REQUIRED TASK:
Give back the full listing verbatim, apart from its images.

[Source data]
◆ ◆ ◆

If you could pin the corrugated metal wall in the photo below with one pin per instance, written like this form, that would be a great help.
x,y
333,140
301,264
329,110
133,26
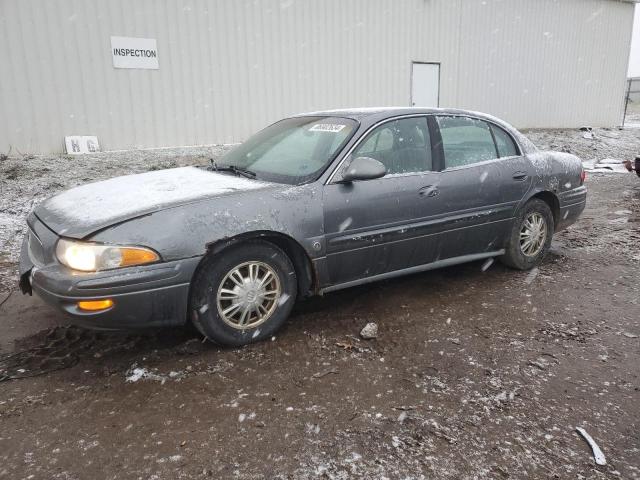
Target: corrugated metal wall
x,y
228,67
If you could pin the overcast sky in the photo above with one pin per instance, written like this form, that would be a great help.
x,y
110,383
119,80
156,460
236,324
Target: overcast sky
x,y
634,61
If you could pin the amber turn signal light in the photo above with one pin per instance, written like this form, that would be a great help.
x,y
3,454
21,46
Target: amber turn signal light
x,y
95,305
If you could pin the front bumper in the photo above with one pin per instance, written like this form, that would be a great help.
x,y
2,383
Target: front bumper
x,y
146,296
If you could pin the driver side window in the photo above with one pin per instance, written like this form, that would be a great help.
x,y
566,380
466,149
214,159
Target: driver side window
x,y
402,146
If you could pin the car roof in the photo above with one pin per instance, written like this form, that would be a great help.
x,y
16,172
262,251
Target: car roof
x,y
384,112
371,115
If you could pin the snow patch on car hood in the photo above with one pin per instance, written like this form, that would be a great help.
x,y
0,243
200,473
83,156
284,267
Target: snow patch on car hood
x,y
85,209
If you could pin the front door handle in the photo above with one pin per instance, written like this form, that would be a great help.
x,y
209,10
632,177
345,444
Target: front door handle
x,y
429,191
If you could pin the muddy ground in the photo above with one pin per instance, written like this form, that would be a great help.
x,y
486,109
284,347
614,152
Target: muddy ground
x,y
474,374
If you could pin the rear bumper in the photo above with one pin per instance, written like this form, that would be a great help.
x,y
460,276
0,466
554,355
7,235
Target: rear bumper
x,y
148,296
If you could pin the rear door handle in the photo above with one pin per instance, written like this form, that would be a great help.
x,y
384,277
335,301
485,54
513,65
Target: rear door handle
x,y
429,191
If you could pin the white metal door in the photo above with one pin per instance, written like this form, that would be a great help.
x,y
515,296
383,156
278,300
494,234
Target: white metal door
x,y
425,84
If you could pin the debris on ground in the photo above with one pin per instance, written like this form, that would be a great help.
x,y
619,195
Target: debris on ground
x,y
597,453
488,262
532,276
369,331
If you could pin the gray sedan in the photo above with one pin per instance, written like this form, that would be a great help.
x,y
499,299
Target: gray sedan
x,y
311,204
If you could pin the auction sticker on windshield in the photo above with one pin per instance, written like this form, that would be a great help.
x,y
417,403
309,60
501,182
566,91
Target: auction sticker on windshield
x,y
326,127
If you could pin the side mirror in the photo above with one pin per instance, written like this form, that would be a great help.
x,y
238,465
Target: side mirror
x,y
363,168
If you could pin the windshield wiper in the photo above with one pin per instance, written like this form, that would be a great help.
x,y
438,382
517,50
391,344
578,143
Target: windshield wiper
x,y
232,168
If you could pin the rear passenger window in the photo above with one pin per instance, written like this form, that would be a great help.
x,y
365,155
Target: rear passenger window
x,y
466,141
403,146
504,142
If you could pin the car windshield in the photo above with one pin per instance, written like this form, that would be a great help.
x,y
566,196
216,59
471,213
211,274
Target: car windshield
x,y
293,151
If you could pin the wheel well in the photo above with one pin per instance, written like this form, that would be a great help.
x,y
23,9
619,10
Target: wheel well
x,y
301,261
553,202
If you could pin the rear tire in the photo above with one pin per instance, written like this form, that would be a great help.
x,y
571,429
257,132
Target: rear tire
x,y
243,294
530,237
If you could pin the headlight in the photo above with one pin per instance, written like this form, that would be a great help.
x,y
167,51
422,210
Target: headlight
x,y
92,257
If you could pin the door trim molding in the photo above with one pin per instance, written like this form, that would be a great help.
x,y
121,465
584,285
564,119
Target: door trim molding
x,y
420,268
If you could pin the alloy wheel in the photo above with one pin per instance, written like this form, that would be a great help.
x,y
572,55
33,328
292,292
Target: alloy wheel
x,y
248,295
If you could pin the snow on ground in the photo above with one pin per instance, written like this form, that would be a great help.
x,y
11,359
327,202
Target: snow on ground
x,y
25,181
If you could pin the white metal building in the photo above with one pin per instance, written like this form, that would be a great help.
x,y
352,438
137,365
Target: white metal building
x,y
228,67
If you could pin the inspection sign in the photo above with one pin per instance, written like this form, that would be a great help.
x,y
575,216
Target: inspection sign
x,y
130,52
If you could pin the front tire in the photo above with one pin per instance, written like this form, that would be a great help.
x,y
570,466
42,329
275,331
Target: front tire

◆ ◆ ◆

ANSWER FOR THIS EXERCISE:
If you could pin the corrugated metal wall in the photo below with one pin per instance, written like this form, that would be a great help.
x,y
333,140
301,264
329,110
133,26
Target: corrugated metal wall
x,y
228,67
If you could pin the overcast sky in the photo above with one pin per instance, written like this form, that would be a great help.
x,y
110,383
119,80
156,460
236,324
Target: overcast sky
x,y
634,61
If you could pin the amber turn signal light in the photo above with one pin per instance, written like this form, that would be a great help.
x,y
3,454
21,46
Target: amber turn signal light
x,y
95,305
If you could pin the front bumper in the photo above with one pin per instance, written like this form, that would be a great help.
x,y
2,383
Target: front bumper
x,y
146,296
If you could pin the driver side window in the photo above with one pin per instance, written like this form, that would be a great help.
x,y
566,380
466,149
214,159
Target: driver side window
x,y
402,146
If you could pin the car roof in the photo above with one pin per instance, written like this form, that would be a great help.
x,y
16,172
262,251
Target: car roof
x,y
384,112
371,115
If you could pin the snow patch on car hood in the photo above with one pin per instance, written like this form, that would be a great help.
x,y
0,243
200,473
83,156
284,267
Target: snow patch on car hood
x,y
85,209
If you could pin the front door handle in the photo above with one pin per instance, written like this form, that would be a great help.
x,y
209,10
632,177
345,444
Target: front door handle
x,y
429,191
If you could pin the muddy ground in the photo above with one pin per instance, written like this form, that would be a great help.
x,y
486,109
284,347
614,152
Target: muddy ground
x,y
474,374
If you could pin the rear bumper in the photo above with one pin per instance, written like this form, that would be a great help.
x,y
460,276
0,466
554,355
7,235
Target: rear bumper
x,y
148,296
If you could pin the rear door handle in the photo above with one pin per instance, written like this form, that would be a great help.
x,y
384,277
335,301
485,54
513,65
Target: rear door handle
x,y
429,191
If you could pin the white metal door in the photo above with one pin per instance, written like this form, that would be a great help.
x,y
515,296
383,156
278,300
494,234
Target: white metal door
x,y
425,84
If you could pin the debris on ground in the photo above with one pin per instance, written like this form, that would be a great help.
x,y
619,195
Target: debris on ground
x,y
597,453
488,262
532,276
369,331
If you could pin the gray sedan in the photo above with one pin per instance, written like this form, that would be a great help.
x,y
499,299
Target: gray sedan
x,y
311,204
If you could pin the auction sticker on windshield in the photo above with one pin per instance, written like this form, that would be a great help.
x,y
417,403
309,60
501,182
566,91
Target: auction sticker on windshield
x,y
326,127
If you could pin the side mirror in the photo above with one pin per instance, written like this form, that would be a great help.
x,y
238,465
Target: side mirror
x,y
363,168
If you could pin the windshield wiper in the photo above with one pin per instance, written like this form, that would be a great help.
x,y
438,382
517,50
391,344
578,143
Target: windshield wiper
x,y
232,168
If you could pin the rear passenger window in the photo above with one pin per instance, written like this form, that would be a great help.
x,y
365,155
Target: rear passenger window
x,y
466,141
403,146
504,142
If you could pin the car windshield in the photo above with one pin per instance, written like this form, that would be a great help.
x,y
566,196
216,59
471,213
211,274
Target: car windshield
x,y
293,151
If you could pin the wheel well in the photo above with one pin per instance, written like this form, that would be a great help.
x,y
23,9
619,10
Target: wheel well
x,y
301,261
553,202
If you could pin the rear tire in the photo above with one pin per instance, written like this form, that would be a great help.
x,y
571,429
257,132
Target: rear tire
x,y
243,294
530,237
If you could pin the headlight in the photo above with one pin per instance, written like this form, that would be a great help.
x,y
167,51
422,210
Target: headlight
x,y
92,257
If you could pin the door trim molding in the photo above with one pin per instance, written like this form, that would be a great help.
x,y
121,465
584,285
564,119
Target: door trim molding
x,y
420,268
If you could pin the alloy wheel in the photo above with one pin per instance, written like this form, that would be a great help.
x,y
572,55
33,328
292,292
Target: alloy wheel
x,y
248,295
If you could pin the snow on ground in the photo above with one pin per instance, written like this form, that would be a great help.
x,y
11,359
327,202
Target: snow on ground
x,y
25,181
If you could pin the white metal building in the photo above with one pin per instance, written like this form, that would be a great help.
x,y
352,438
137,365
Target: white metal building
x,y
228,67
If you could pin the inspection sign in the photo above with one pin per instance, written like this form, that would be a great help.
x,y
575,216
Target: inspection sign
x,y
130,52
If you could pin the front tire in the photo above with one pin per instance, written like this form, that would be a great help.
x,y
570,466
42,329
275,331
Target: front tire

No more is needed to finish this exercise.